-- PROBLEM --
The string "palm" may appear in lines of the entries below. Report how many lines hold it, with only the number.

═══ THE DATA

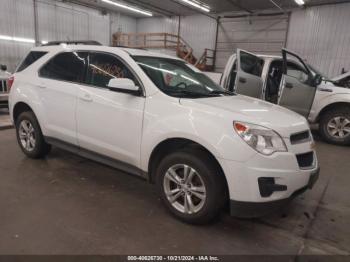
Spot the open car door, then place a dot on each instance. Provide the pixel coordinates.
(248, 80)
(297, 91)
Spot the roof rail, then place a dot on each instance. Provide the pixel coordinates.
(83, 42)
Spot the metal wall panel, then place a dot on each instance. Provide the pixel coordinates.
(198, 30)
(322, 36)
(158, 25)
(64, 21)
(16, 20)
(122, 23)
(263, 35)
(56, 21)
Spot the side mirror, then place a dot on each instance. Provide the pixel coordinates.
(317, 80)
(123, 85)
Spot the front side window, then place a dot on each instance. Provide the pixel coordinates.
(176, 78)
(68, 66)
(297, 71)
(32, 57)
(103, 67)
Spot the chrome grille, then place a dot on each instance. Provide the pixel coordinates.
(3, 86)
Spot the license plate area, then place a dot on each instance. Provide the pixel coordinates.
(313, 178)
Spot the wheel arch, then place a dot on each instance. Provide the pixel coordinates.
(19, 108)
(172, 144)
(331, 107)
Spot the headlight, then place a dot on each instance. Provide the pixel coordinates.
(262, 139)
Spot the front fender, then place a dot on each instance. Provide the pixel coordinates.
(211, 130)
(330, 100)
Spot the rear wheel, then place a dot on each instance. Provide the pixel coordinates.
(191, 186)
(335, 126)
(30, 137)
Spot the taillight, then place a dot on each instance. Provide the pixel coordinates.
(10, 82)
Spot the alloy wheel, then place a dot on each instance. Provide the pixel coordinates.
(26, 134)
(339, 127)
(184, 189)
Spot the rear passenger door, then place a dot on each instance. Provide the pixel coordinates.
(297, 92)
(110, 122)
(59, 82)
(248, 79)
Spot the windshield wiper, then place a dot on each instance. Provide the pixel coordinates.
(189, 93)
(221, 92)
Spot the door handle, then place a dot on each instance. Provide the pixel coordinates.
(86, 97)
(242, 80)
(41, 85)
(289, 85)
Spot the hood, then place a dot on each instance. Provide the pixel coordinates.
(250, 110)
(334, 87)
(340, 77)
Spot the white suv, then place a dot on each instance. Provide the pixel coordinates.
(160, 118)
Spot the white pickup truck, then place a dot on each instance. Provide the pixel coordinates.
(290, 82)
(4, 92)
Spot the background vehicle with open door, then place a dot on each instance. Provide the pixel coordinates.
(290, 82)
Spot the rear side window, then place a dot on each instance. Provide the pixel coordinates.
(30, 59)
(68, 66)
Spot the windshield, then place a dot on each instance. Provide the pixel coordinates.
(179, 79)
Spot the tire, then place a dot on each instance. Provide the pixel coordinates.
(30, 137)
(335, 126)
(202, 172)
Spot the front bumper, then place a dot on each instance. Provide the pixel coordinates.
(4, 97)
(258, 209)
(279, 173)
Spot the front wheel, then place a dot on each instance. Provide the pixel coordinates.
(191, 186)
(30, 137)
(335, 126)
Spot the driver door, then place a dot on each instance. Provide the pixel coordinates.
(248, 76)
(297, 92)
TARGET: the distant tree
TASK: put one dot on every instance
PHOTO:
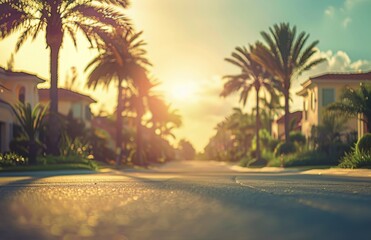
(121, 59)
(285, 56)
(252, 77)
(353, 102)
(57, 18)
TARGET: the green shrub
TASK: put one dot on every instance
(284, 148)
(364, 144)
(297, 137)
(12, 159)
(356, 159)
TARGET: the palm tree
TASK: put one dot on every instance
(355, 102)
(252, 76)
(286, 57)
(57, 18)
(31, 121)
(121, 59)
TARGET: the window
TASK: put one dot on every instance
(313, 100)
(87, 113)
(22, 94)
(328, 96)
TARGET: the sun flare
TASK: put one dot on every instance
(183, 92)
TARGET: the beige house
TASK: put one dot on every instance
(15, 87)
(319, 91)
(70, 102)
(278, 125)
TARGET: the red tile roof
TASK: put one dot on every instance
(65, 94)
(344, 76)
(9, 73)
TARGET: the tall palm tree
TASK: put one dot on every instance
(285, 56)
(57, 18)
(252, 77)
(355, 102)
(121, 59)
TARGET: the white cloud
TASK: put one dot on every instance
(338, 62)
(330, 11)
(346, 22)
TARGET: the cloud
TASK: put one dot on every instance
(346, 22)
(330, 11)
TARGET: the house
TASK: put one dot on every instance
(15, 87)
(70, 102)
(278, 125)
(320, 91)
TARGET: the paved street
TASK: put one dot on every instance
(184, 200)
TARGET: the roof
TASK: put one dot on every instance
(294, 115)
(344, 76)
(66, 95)
(11, 74)
(334, 77)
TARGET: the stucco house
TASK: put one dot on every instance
(278, 125)
(319, 91)
(15, 87)
(70, 102)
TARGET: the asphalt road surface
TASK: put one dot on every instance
(184, 200)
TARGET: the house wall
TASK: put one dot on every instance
(78, 109)
(310, 116)
(30, 86)
(6, 126)
(315, 111)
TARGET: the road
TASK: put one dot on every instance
(184, 200)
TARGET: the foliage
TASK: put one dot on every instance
(354, 102)
(356, 159)
(305, 158)
(67, 160)
(327, 137)
(57, 18)
(12, 159)
(364, 144)
(267, 142)
(252, 77)
(285, 55)
(297, 137)
(285, 148)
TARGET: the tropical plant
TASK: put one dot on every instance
(31, 121)
(364, 143)
(355, 102)
(57, 18)
(252, 76)
(121, 59)
(285, 56)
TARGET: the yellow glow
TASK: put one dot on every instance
(182, 91)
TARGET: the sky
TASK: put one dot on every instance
(187, 41)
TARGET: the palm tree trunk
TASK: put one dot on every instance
(257, 126)
(139, 139)
(54, 126)
(287, 115)
(119, 123)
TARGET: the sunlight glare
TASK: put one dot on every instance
(183, 91)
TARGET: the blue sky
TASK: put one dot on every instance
(188, 40)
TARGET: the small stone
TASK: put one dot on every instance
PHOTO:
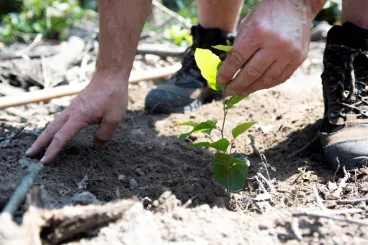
(332, 186)
(133, 182)
(146, 201)
(84, 198)
(139, 172)
(122, 178)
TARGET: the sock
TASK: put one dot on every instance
(354, 36)
(208, 37)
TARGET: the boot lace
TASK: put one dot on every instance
(189, 66)
(353, 88)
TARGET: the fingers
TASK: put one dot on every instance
(104, 133)
(243, 50)
(47, 135)
(252, 71)
(65, 134)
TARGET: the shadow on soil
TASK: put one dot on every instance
(140, 162)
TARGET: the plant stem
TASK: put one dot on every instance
(225, 114)
(228, 180)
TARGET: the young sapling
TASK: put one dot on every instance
(229, 170)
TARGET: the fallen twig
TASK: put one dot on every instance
(23, 188)
(319, 199)
(342, 183)
(268, 182)
(61, 91)
(332, 217)
(12, 136)
(295, 228)
(337, 169)
(160, 50)
(306, 146)
(261, 184)
(70, 221)
(261, 156)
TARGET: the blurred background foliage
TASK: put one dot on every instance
(21, 20)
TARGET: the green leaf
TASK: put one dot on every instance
(241, 128)
(226, 48)
(220, 145)
(208, 63)
(230, 172)
(189, 123)
(184, 136)
(235, 99)
(201, 127)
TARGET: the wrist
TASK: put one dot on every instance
(110, 77)
(315, 5)
(308, 7)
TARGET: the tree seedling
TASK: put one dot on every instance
(229, 169)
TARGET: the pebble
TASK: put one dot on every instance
(139, 172)
(122, 178)
(263, 227)
(362, 205)
(133, 182)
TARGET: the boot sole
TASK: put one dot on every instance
(167, 109)
(349, 162)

══════

-- SOLVED PROBLEM --
3